====== EXTRACTED TEXT ======

Shape my summer

So as this is a worldly group out there in Whatsitland, I want to pick your brains. I’ll be spending June traveling, mostly to places I have been before, and I want to see them through new eyes. YOUR eyes. We’re starting with a few days in London, and at some point over the course of the month will be going back to Mainz where I lived for a year; renting an apartment in Berlin for a week or so and pretending I live there instead; making our way from there to Budapest; and stopping in between in Prague, Vienna, Bratislava, Dresden, maybe Krakow, and whatever else you may recommend.

Tell me, readers, what are your greatest hits in these places or even these general areas, your must-not-misses? Hole-in-the-wall dive bars, excellent local food, museums you wouldn’t think would be as great as they are? Towns, even, that I might not otherwise get off the train for?

Alternately, what should I read while I’m there? I’ve been grading nonstop for so long that I haven’t read for pleasure in a while. Because I was so inspired by how many of you smarties read Infinite Jest, I brought it with me on my recent flight to Bogota, thinking that in two 12-hour flights, I should be able to get through it. Of course, I’m only on about page 300, because I forgot about David Foster Wallace’s footnote fetish and I underestimated how much longer it takes to read one of his long meandering perfectly crafted convoluted brilliant sentences than someone else’s. Oh, and also, I think tennis is kind of boring. But after I finish that, assuming it’s not already time for school to start again after (or if) I make it through those 800 more pages, what should I read?

====== PROVIDED MATERIAL ======

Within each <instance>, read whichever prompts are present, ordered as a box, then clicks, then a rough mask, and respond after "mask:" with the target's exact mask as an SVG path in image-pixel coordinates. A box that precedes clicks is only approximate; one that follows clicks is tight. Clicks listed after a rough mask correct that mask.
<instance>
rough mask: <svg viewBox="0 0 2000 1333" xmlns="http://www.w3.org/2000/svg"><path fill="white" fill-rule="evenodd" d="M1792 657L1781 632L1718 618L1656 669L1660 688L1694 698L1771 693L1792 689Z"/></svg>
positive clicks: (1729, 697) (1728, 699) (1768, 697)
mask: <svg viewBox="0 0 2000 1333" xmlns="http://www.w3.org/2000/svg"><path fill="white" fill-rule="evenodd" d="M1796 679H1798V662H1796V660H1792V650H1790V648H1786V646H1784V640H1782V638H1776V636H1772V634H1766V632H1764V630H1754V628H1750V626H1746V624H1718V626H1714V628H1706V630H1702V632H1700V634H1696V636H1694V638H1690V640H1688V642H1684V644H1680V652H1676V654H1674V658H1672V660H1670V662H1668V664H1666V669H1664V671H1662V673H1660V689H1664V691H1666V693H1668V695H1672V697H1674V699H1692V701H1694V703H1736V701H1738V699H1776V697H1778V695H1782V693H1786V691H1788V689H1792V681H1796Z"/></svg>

======

### WHAT TO WORK ON
[A] In the summer travel post, which book did the writer bring on the recent flight to Bogota?
[B] Reproduce the passage of the summer travel post starting at "Shape my summer" and ending at "the train for?".

### TASK ANSWERS
[A] Infinite Jest

[B]
Shape my summer

So as this is a worldly group out there in Whatsitland, I want to pick your brains. I’ll be spending June traveling, mostly to places I have been before, and I want to see them through new eyes. YOUR eyes. We’re starting with a few days in London, and at some point over the course of the month will be going back to Mainz where I lived for a year; renting an apartment in Berlin for a week or so and pretending I live there instead; making our way from there to Budapest; and stopping in between in Prague, Vienna, Bratislava, Dresden, maybe Krakow, and whatever else you may recommend.

Tell me, readers, what are your greatest hits in these places or even these general areas, your must-not-misses? Hole-in-the-wall dive bars, excellent local food, museums you wouldn’t think would be as great as they are? Towns, even, that I might not otherwise get off the train for?